Task objective: Give the lines below again, exactly as they stand, and leave out the images.

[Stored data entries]
#####

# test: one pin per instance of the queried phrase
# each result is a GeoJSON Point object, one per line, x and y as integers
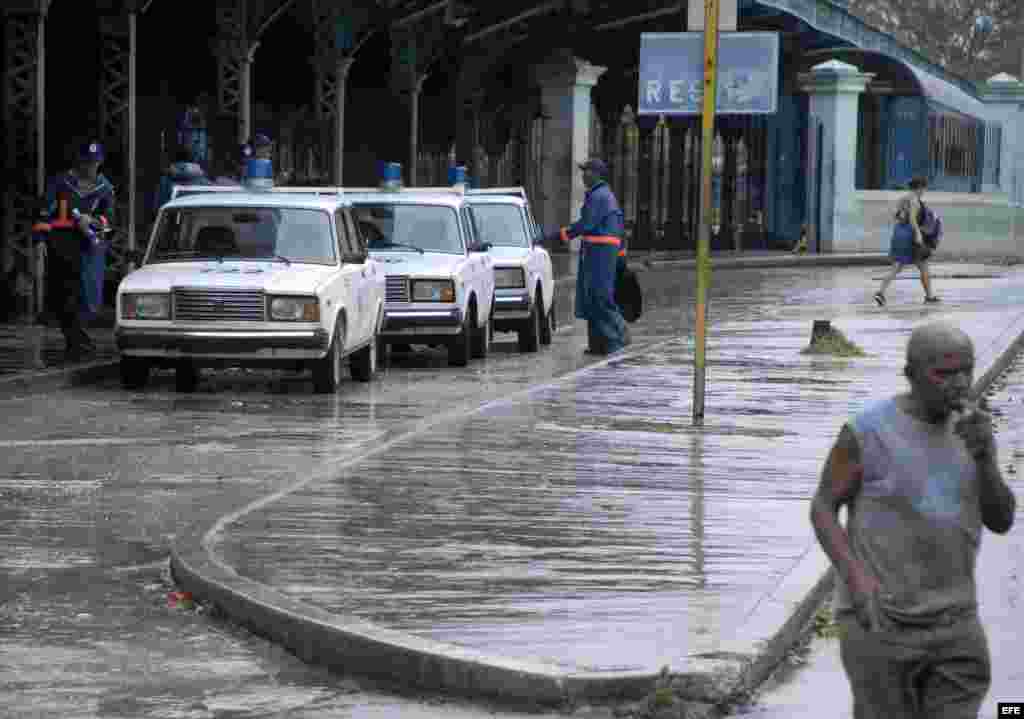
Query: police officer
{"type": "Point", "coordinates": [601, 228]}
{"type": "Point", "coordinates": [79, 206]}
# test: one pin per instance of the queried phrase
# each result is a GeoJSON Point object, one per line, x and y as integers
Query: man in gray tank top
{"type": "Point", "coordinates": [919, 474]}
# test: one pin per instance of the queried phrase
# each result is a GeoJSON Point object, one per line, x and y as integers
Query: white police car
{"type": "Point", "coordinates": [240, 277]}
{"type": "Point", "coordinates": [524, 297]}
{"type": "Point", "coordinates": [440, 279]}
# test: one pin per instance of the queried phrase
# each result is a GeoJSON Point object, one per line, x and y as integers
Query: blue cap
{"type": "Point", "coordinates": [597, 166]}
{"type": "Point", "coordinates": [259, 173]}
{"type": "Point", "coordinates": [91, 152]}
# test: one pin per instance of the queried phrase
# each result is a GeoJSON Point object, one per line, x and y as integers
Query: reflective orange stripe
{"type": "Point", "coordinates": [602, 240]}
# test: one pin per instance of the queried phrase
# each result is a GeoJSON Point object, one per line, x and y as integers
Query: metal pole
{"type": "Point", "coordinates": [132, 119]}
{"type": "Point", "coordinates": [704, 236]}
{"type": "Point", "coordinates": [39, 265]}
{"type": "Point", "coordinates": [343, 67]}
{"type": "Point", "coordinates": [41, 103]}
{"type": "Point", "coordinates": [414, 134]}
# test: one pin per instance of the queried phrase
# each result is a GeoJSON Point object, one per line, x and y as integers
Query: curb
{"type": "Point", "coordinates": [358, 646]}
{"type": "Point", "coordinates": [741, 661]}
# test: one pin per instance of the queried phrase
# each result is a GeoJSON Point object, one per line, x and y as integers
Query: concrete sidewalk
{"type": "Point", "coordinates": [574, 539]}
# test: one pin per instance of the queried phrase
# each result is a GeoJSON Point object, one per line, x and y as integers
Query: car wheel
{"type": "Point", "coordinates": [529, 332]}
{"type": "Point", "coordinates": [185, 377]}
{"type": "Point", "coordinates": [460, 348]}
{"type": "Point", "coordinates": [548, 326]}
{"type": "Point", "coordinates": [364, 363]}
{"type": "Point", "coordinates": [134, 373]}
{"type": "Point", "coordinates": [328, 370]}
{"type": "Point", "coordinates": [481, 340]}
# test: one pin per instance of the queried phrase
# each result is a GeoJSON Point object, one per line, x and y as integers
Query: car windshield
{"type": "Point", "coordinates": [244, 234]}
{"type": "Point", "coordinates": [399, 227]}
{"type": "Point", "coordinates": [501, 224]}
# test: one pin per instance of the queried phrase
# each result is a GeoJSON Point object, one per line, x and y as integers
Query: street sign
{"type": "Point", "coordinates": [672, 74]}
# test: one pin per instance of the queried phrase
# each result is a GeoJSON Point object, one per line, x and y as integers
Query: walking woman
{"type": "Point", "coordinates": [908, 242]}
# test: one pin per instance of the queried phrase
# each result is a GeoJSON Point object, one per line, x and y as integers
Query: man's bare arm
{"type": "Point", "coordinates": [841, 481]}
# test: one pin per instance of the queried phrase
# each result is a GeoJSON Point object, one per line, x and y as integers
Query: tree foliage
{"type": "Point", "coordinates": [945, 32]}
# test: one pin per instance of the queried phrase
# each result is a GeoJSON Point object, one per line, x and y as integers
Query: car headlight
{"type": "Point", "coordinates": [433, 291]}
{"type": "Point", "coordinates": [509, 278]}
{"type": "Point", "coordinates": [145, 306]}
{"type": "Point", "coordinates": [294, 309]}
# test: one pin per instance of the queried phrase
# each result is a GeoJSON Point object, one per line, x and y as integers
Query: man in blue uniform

#####

Solution below:
# test: one pin per instance of the queried phrase
# each result is a GeoJSON Point object, one per line, x and y as integers
Query: police officer
{"type": "Point", "coordinates": [601, 228]}
{"type": "Point", "coordinates": [79, 206]}
# test: one pin per instance of the queried phrase
# each result is a GeoJSON Point object, one per line, x and y as integers
Query: man in gray tank top
{"type": "Point", "coordinates": [919, 474]}
# test: one pin per instance of the queried phrase
# each result is a GeoJSON Point object, one per line, x and y as integers
Query: white police car
{"type": "Point", "coordinates": [240, 277]}
{"type": "Point", "coordinates": [524, 297]}
{"type": "Point", "coordinates": [440, 279]}
# test: one pin per instance of the queried phrase
# each result is a GeoJSON Point object, one per line, x and y as integers
Query: blue cap
{"type": "Point", "coordinates": [597, 166]}
{"type": "Point", "coordinates": [259, 173]}
{"type": "Point", "coordinates": [91, 152]}
# test: one pin per instance of the queried phrase
# each result is a GeoJSON Point object, one per line, x and y as integers
Query: reflective orange stripe
{"type": "Point", "coordinates": [602, 240]}
# test: one pin per instance of the queried phrase
# each result is a GeoJSON Point object, one per line, x and y as integers
Query: metal pole
{"type": "Point", "coordinates": [132, 119]}
{"type": "Point", "coordinates": [704, 236]}
{"type": "Point", "coordinates": [39, 265]}
{"type": "Point", "coordinates": [343, 67]}
{"type": "Point", "coordinates": [41, 103]}
{"type": "Point", "coordinates": [414, 134]}
# test: one pin per instance of the queried phrase
# each result is a GeoJSON Point object, one per line, x and y as integers
Query: curb
{"type": "Point", "coordinates": [358, 646]}
{"type": "Point", "coordinates": [741, 661]}
# test: one pin per instance of the queried phrase
# each result is a GeoJSON Point object, one per line, x and y as integers
Query: concrete sidewalk
{"type": "Point", "coordinates": [574, 539]}
# test: one pin per instance of the queried phrase
# each result is a GeoJSON Point object, one per line, x and y as integers
Query: car wheel
{"type": "Point", "coordinates": [529, 332]}
{"type": "Point", "coordinates": [185, 377]}
{"type": "Point", "coordinates": [460, 348]}
{"type": "Point", "coordinates": [548, 326]}
{"type": "Point", "coordinates": [364, 363]}
{"type": "Point", "coordinates": [134, 373]}
{"type": "Point", "coordinates": [328, 370]}
{"type": "Point", "coordinates": [481, 340]}
# test: one pin per instance of the queried phrase
# each result is a GeoJSON Point object, one per line, x and y as integers
Query: car windshield
{"type": "Point", "coordinates": [244, 234]}
{"type": "Point", "coordinates": [399, 227]}
{"type": "Point", "coordinates": [501, 224]}
# test: one pin per instance of the queried phrase
# each result is a GeoJSON Point object, one per line, x and y as integers
Query: street sign
{"type": "Point", "coordinates": [672, 74]}
# test: one pin per instance of the queried phrase
# each result is a GeoJSON Point object, one per line, x and y as integers
Query: walking woman
{"type": "Point", "coordinates": [908, 242]}
# test: one pin per instance of the queried phrase
# each result is a GeoJSON Point object, one per line, x and y as integers
Query: man's bare arm
{"type": "Point", "coordinates": [841, 481]}
# test: one pin per instance of the queried phrase
# each result is a GeoJSON Point object, one per line, x and y as integers
Query: tree foliage
{"type": "Point", "coordinates": [945, 32]}
# test: one pin per instance of the queried phrase
# each result is a GeoJSON Point object, one per line, x and y as integers
Query: car headlight
{"type": "Point", "coordinates": [433, 291]}
{"type": "Point", "coordinates": [509, 278]}
{"type": "Point", "coordinates": [145, 306]}
{"type": "Point", "coordinates": [294, 309]}
# test: one pin per instance of the queried phrase
# each result is a GeoJSON Point object, one per line, x and y as integers
Query: man in blue uniform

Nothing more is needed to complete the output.